Data listing:
----------

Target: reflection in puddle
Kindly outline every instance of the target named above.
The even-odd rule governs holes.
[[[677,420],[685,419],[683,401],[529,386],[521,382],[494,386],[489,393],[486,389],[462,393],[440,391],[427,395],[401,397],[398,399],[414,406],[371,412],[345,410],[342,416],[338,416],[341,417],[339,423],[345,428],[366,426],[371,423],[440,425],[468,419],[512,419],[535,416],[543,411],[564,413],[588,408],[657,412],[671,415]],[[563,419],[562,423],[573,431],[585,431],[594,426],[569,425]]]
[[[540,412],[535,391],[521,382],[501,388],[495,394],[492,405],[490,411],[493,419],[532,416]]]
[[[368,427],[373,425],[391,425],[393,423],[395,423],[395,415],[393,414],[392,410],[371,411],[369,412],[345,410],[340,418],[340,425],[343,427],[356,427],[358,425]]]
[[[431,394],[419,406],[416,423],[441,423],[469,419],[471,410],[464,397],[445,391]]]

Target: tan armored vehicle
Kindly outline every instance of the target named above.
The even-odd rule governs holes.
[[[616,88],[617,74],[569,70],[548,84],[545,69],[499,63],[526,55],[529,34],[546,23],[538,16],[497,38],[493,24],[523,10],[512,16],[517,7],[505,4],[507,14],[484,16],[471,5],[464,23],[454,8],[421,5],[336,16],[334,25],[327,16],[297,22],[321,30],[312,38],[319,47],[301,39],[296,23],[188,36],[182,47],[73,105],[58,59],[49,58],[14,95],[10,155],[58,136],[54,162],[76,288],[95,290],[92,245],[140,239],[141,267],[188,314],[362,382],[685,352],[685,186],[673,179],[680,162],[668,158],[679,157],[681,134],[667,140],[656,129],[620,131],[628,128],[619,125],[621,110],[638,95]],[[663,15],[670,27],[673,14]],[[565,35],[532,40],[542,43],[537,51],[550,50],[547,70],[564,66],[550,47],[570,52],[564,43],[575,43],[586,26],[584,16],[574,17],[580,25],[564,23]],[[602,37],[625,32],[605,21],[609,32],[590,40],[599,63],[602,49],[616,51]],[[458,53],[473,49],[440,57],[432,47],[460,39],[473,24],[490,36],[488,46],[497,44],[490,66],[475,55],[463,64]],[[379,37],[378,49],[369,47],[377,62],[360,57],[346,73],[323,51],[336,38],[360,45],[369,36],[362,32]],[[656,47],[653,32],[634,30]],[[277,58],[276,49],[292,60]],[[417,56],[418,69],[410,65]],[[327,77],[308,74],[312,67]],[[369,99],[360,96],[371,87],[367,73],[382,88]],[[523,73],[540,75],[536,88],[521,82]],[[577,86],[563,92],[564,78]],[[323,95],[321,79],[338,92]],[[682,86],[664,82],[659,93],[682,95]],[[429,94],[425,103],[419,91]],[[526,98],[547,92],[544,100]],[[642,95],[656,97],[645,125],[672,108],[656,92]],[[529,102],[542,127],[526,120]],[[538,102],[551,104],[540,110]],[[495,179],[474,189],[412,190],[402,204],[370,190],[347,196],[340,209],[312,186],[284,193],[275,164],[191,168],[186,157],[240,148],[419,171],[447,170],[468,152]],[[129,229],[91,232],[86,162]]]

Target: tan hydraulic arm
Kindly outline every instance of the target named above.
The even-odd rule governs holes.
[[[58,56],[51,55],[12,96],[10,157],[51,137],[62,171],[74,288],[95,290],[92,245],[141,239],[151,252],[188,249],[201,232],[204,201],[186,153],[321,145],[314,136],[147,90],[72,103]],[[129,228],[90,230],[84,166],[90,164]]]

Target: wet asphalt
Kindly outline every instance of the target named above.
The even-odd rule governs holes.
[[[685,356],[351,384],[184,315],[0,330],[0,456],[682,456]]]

----------

#### [REQUEST]
Express the data above as a JSON list of strings, with each line as one string and blank lines omitted.

#### [ANSWER TO THE EXERCISE]
[
  "Target: reflection in puddle",
  "Kindly outline every instance of the target named above.",
  "The even-odd rule governs holes.",
  "[[[677,420],[685,419],[683,401],[529,386],[521,382],[494,386],[489,393],[486,389],[462,393],[440,391],[427,395],[401,397],[398,399],[414,406],[371,412],[345,410],[342,416],[338,416],[341,417],[339,423],[345,428],[366,426],[371,423],[440,425],[468,419],[512,419],[535,416],[543,411],[564,413],[588,408],[657,412],[671,415]],[[563,419],[562,423],[573,431],[585,431],[594,426],[569,425]]]",
  "[[[540,412],[535,391],[521,382],[501,388],[495,394],[492,405],[490,411],[493,419],[532,416]]]",
  "[[[368,427],[373,425],[391,425],[393,423],[395,423],[395,415],[393,414],[392,410],[371,411],[369,412],[345,410],[340,418],[340,425],[343,427],[356,427],[358,425]]]",
  "[[[431,394],[419,406],[416,423],[441,423],[469,419],[471,410],[464,397],[445,391]]]",
  "Target: tan armored vehicle",
  "Kindly outline every instance of the target named above.",
  "The even-odd rule governs holes.",
  "[[[616,88],[617,74],[569,70],[548,84],[545,69],[499,63],[526,55],[529,34],[546,23],[538,16],[497,38],[493,24],[523,10],[512,16],[517,7],[505,4],[507,14],[484,16],[471,5],[464,23],[454,8],[421,5],[336,16],[334,25],[327,16],[297,22],[321,30],[312,38],[319,47],[301,39],[296,23],[188,36],[182,47],[73,105],[58,59],[49,58],[14,95],[10,155],[58,136],[54,162],[76,288],[95,290],[92,245],[140,239],[141,267],[188,314],[362,382],[685,352],[685,186],[673,179],[680,162],[668,158],[679,157],[681,134],[667,140],[656,129],[620,131],[628,128],[619,125],[621,110],[638,95]],[[663,15],[670,27],[673,14]],[[565,35],[532,40],[542,43],[537,51],[550,50],[547,70],[564,66],[550,47],[570,52],[564,43],[575,43],[586,26],[584,16],[574,17],[580,25],[564,23]],[[602,37],[625,32],[605,21],[609,32],[590,40],[599,63],[602,49],[616,51]],[[458,53],[473,49],[440,57],[432,47],[460,39],[473,24],[490,36],[488,46],[497,44],[490,66],[475,55],[463,64]],[[379,37],[378,49],[369,47],[377,62],[360,57],[346,73],[323,51],[336,38],[360,45],[369,36],[362,32]],[[656,47],[653,32],[634,30]],[[277,58],[276,49],[292,60]],[[417,56],[418,69],[410,65]],[[327,77],[308,74],[312,67]],[[369,99],[360,96],[371,87],[367,73],[382,88]],[[523,73],[540,75],[536,88],[521,82]],[[577,86],[563,92],[564,78]],[[323,95],[321,79],[338,92]],[[682,86],[664,82],[659,93],[682,95]],[[429,94],[425,103],[419,91]],[[526,98],[547,92],[544,100]],[[642,95],[656,97],[645,125],[672,108],[656,92]],[[529,102],[542,127],[526,120]],[[538,102],[551,104],[540,110]],[[495,179],[474,189],[412,190],[402,204],[370,190],[347,196],[340,209],[312,186],[284,193],[275,164],[191,168],[186,157],[240,148],[419,171],[447,170],[468,152]],[[129,229],[91,232],[86,162]]]",
  "Target: tan hydraulic arm",
  "Kindly outline every instance of the target named above.",
  "The even-odd rule governs holes.",
  "[[[58,56],[51,55],[12,96],[10,157],[51,137],[62,171],[74,288],[95,290],[92,245],[141,239],[151,252],[188,249],[201,232],[204,201],[186,153],[321,145],[314,136],[147,90],[72,103]],[[129,228],[90,230],[84,166],[90,164]]]",
  "Target: wet asphalt",
  "Kindly outline every instance of the target named above.",
  "The even-odd rule governs holes.",
  "[[[685,356],[351,384],[184,315],[0,330],[0,456],[682,456]]]"
]